### WORK ORDER
The whole of the data must be transcribed exactly.

### SUPPLIED DATA

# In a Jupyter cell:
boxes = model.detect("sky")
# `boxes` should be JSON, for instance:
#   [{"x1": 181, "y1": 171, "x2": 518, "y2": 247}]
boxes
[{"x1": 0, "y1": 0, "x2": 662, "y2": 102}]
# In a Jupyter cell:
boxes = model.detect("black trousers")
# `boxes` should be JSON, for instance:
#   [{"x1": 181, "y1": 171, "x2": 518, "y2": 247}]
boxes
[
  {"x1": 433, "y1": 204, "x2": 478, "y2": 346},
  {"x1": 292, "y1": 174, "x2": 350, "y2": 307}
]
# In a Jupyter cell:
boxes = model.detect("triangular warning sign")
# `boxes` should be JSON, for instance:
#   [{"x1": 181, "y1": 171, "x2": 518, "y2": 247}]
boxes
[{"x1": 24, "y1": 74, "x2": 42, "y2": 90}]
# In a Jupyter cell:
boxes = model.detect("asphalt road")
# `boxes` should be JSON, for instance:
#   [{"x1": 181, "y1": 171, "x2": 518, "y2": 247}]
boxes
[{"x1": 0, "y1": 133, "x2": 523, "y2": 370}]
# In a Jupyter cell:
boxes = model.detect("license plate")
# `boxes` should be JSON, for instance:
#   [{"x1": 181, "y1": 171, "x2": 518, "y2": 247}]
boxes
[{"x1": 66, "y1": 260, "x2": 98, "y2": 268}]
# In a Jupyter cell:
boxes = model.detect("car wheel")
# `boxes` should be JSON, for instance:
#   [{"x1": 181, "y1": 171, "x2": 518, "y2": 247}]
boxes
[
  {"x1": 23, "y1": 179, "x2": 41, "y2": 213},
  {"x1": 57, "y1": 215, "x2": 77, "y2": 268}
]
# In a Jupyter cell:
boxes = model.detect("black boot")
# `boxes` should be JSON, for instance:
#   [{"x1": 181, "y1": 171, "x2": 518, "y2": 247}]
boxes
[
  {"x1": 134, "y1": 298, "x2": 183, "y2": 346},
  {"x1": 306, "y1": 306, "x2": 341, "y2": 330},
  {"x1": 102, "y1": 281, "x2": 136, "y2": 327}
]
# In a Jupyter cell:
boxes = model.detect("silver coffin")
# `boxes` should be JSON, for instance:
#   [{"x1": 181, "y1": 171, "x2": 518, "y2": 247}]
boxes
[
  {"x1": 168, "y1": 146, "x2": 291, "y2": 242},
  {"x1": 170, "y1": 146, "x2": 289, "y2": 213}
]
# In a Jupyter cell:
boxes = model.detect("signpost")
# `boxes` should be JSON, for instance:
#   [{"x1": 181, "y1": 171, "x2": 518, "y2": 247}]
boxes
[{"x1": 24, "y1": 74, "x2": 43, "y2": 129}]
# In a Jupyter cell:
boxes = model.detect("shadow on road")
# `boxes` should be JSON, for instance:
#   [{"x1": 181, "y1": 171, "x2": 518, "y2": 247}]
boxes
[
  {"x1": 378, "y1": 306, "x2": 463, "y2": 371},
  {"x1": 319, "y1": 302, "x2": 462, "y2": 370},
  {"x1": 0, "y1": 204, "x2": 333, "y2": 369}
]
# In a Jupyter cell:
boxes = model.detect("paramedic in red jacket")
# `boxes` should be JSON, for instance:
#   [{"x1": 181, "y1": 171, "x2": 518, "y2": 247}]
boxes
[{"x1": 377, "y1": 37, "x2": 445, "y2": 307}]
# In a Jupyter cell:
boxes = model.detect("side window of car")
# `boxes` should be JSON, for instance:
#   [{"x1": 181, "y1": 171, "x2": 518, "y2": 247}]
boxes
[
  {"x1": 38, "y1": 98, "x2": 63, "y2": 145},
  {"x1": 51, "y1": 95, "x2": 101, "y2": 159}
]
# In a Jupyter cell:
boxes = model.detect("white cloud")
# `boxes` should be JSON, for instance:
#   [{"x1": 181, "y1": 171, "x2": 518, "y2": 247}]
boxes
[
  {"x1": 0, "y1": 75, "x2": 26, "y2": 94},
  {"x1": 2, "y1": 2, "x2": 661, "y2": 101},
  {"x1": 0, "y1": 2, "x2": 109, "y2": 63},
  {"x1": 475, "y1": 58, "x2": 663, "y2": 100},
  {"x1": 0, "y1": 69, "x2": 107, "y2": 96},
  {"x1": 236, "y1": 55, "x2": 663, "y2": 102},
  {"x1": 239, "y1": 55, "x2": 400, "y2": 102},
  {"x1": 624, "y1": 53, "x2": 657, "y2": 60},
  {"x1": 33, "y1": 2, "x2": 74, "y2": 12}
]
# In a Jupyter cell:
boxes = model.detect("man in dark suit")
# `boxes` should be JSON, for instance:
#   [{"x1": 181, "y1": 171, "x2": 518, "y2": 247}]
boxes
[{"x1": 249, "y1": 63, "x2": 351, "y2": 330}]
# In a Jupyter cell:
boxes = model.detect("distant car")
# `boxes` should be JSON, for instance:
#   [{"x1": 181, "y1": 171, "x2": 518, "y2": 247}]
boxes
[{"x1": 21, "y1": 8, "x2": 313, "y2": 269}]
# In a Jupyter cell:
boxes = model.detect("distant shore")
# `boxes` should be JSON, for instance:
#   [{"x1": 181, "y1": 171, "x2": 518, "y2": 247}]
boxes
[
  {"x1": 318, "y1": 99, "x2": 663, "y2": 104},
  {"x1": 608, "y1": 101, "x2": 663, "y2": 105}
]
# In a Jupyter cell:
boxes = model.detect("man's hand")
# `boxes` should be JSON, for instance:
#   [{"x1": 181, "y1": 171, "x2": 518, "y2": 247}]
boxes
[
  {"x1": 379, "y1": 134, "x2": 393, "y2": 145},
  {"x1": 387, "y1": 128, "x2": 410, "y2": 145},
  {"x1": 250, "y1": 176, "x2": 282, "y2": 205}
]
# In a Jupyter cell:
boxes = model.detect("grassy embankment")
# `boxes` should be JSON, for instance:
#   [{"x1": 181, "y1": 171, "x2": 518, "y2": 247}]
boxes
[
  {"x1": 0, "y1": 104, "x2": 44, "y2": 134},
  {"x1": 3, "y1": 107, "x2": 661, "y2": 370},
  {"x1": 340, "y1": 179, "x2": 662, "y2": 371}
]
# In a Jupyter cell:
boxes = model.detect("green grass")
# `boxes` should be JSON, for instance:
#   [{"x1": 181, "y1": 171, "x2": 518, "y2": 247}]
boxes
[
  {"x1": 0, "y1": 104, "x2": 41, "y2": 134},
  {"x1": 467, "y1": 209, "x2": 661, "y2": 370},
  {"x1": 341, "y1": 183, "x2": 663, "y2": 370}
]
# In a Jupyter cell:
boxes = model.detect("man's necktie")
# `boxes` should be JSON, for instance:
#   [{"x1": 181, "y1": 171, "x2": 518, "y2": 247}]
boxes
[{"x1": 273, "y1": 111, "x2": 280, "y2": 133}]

### EXERCISE RESPONSE
# In a Jupyter cell:
boxes = model.detect("sky")
# `boxes` should be JSON, for instance:
#   [{"x1": 181, "y1": 171, "x2": 518, "y2": 247}]
boxes
[{"x1": 0, "y1": 0, "x2": 662, "y2": 102}]
# In a Jupyter cell:
boxes = model.detect("black trousers")
# `boxes` should be JSON, for instance:
#   [{"x1": 181, "y1": 171, "x2": 518, "y2": 247}]
boxes
[
  {"x1": 433, "y1": 204, "x2": 478, "y2": 346},
  {"x1": 292, "y1": 174, "x2": 350, "y2": 307}
]
# In a Jupyter cell:
boxes = model.detect("triangular warning sign")
# `boxes` should be JSON, for instance:
#   [{"x1": 181, "y1": 171, "x2": 518, "y2": 247}]
boxes
[{"x1": 24, "y1": 74, "x2": 42, "y2": 90}]
# In a Jupyter cell:
boxes = model.detect("asphalt road")
# `boxes` should be JSON, for instance:
#   [{"x1": 181, "y1": 171, "x2": 518, "y2": 247}]
boxes
[{"x1": 0, "y1": 133, "x2": 523, "y2": 370}]
# In a Jupyter cell:
boxes = model.detect("license plate")
# `boxes` should be JSON, for instance:
#   [{"x1": 181, "y1": 171, "x2": 518, "y2": 247}]
boxes
[{"x1": 66, "y1": 260, "x2": 98, "y2": 268}]
# In a Jupyter cell:
boxes = model.detect("car wheel")
# `boxes` should be JSON, for instance:
#   [{"x1": 181, "y1": 171, "x2": 518, "y2": 247}]
boxes
[
  {"x1": 23, "y1": 179, "x2": 41, "y2": 213},
  {"x1": 57, "y1": 215, "x2": 77, "y2": 268}
]
# In a Jupyter cell:
boxes = model.detect("black boot")
# `boxes` should be JSON, for instance:
#   [{"x1": 181, "y1": 171, "x2": 518, "y2": 247}]
boxes
[
  {"x1": 134, "y1": 298, "x2": 183, "y2": 346},
  {"x1": 306, "y1": 306, "x2": 341, "y2": 330},
  {"x1": 102, "y1": 281, "x2": 136, "y2": 327}
]
# In a Jupyter cell:
boxes = model.detect("silver coffin")
# `boxes` should be JSON, for instance:
#   [{"x1": 181, "y1": 171, "x2": 518, "y2": 247}]
boxes
[
  {"x1": 168, "y1": 146, "x2": 291, "y2": 242},
  {"x1": 170, "y1": 146, "x2": 289, "y2": 213}
]
# In a Jupyter cell:
boxes = model.detect("signpost")
# `boxes` should be JSON, for instance:
#   [{"x1": 181, "y1": 171, "x2": 518, "y2": 247}]
boxes
[{"x1": 24, "y1": 74, "x2": 43, "y2": 129}]
# In a Jupyter cell:
boxes = model.detect("shadow on road")
# `boxes` should be JSON, for instance:
#   [{"x1": 181, "y1": 171, "x2": 518, "y2": 247}]
boxes
[
  {"x1": 378, "y1": 306, "x2": 463, "y2": 371},
  {"x1": 319, "y1": 302, "x2": 462, "y2": 370},
  {"x1": 0, "y1": 204, "x2": 333, "y2": 369}
]
# In a Jupyter cell:
boxes = model.detect("paramedic in red jacket")
# `boxes` should be JSON, for instance:
#   [{"x1": 181, "y1": 171, "x2": 518, "y2": 247}]
boxes
[{"x1": 377, "y1": 37, "x2": 445, "y2": 307}]
# In a Jupyter cell:
boxes = model.detect("side window of car")
# `boxes` should be JSON, for instance:
#   [{"x1": 181, "y1": 171, "x2": 518, "y2": 247}]
boxes
[
  {"x1": 38, "y1": 98, "x2": 63, "y2": 145},
  {"x1": 51, "y1": 95, "x2": 101, "y2": 159}
]
# In a Jupyter cell:
boxes = model.detect("white cloud")
# `boxes` should be JSON, for instance:
#   [{"x1": 181, "y1": 171, "x2": 518, "y2": 247}]
boxes
[
  {"x1": 0, "y1": 75, "x2": 26, "y2": 94},
  {"x1": 2, "y1": 2, "x2": 661, "y2": 101},
  {"x1": 0, "y1": 2, "x2": 109, "y2": 63},
  {"x1": 475, "y1": 58, "x2": 663, "y2": 100},
  {"x1": 0, "y1": 69, "x2": 107, "y2": 96},
  {"x1": 236, "y1": 55, "x2": 663, "y2": 102},
  {"x1": 239, "y1": 55, "x2": 400, "y2": 102},
  {"x1": 624, "y1": 53, "x2": 657, "y2": 60},
  {"x1": 33, "y1": 2, "x2": 74, "y2": 12}
]
# In a Jupyter cell:
boxes = model.detect("man in dark suit")
# `boxes` should be JSON, for instance:
#   [{"x1": 181, "y1": 171, "x2": 518, "y2": 247}]
boxes
[{"x1": 249, "y1": 63, "x2": 351, "y2": 330}]
# In a Jupyter cell:
boxes = model.detect("distant car")
# `boxes` should be JSON, for instance:
#   [{"x1": 181, "y1": 171, "x2": 518, "y2": 247}]
boxes
[{"x1": 21, "y1": 8, "x2": 313, "y2": 269}]
# In a Jupyter cell:
boxes = model.detect("distant shore")
# `boxes` should be JSON, for instance:
#   [{"x1": 181, "y1": 171, "x2": 518, "y2": 247}]
boxes
[
  {"x1": 318, "y1": 99, "x2": 663, "y2": 104},
  {"x1": 608, "y1": 101, "x2": 663, "y2": 105}
]
# In a Jupyter cell:
boxes = model.detect("man's hand")
# `boxes` should be JSON, for instance:
#   [{"x1": 181, "y1": 171, "x2": 518, "y2": 247}]
boxes
[
  {"x1": 379, "y1": 134, "x2": 393, "y2": 145},
  {"x1": 387, "y1": 128, "x2": 410, "y2": 145},
  {"x1": 250, "y1": 176, "x2": 282, "y2": 205}
]
# In a Jupyter cell:
boxes = model.detect("grassy embankment")
# `boxes` should be JSON, for instance:
#   [{"x1": 181, "y1": 171, "x2": 518, "y2": 247}]
boxes
[
  {"x1": 0, "y1": 104, "x2": 44, "y2": 134},
  {"x1": 3, "y1": 107, "x2": 661, "y2": 370},
  {"x1": 340, "y1": 179, "x2": 662, "y2": 371}
]
# In a Jupyter cell:
boxes = model.detect("green grass")
# `boxes` should be JSON, for instance:
#   [{"x1": 181, "y1": 171, "x2": 518, "y2": 247}]
boxes
[
  {"x1": 0, "y1": 104, "x2": 41, "y2": 134},
  {"x1": 467, "y1": 209, "x2": 661, "y2": 370},
  {"x1": 341, "y1": 183, "x2": 663, "y2": 370}
]
# In a Jupyter cell:
boxes = model.detect("man's necktie")
# `boxes` should be JSON, for instance:
#   [{"x1": 181, "y1": 171, "x2": 518, "y2": 247}]
boxes
[{"x1": 273, "y1": 111, "x2": 280, "y2": 133}]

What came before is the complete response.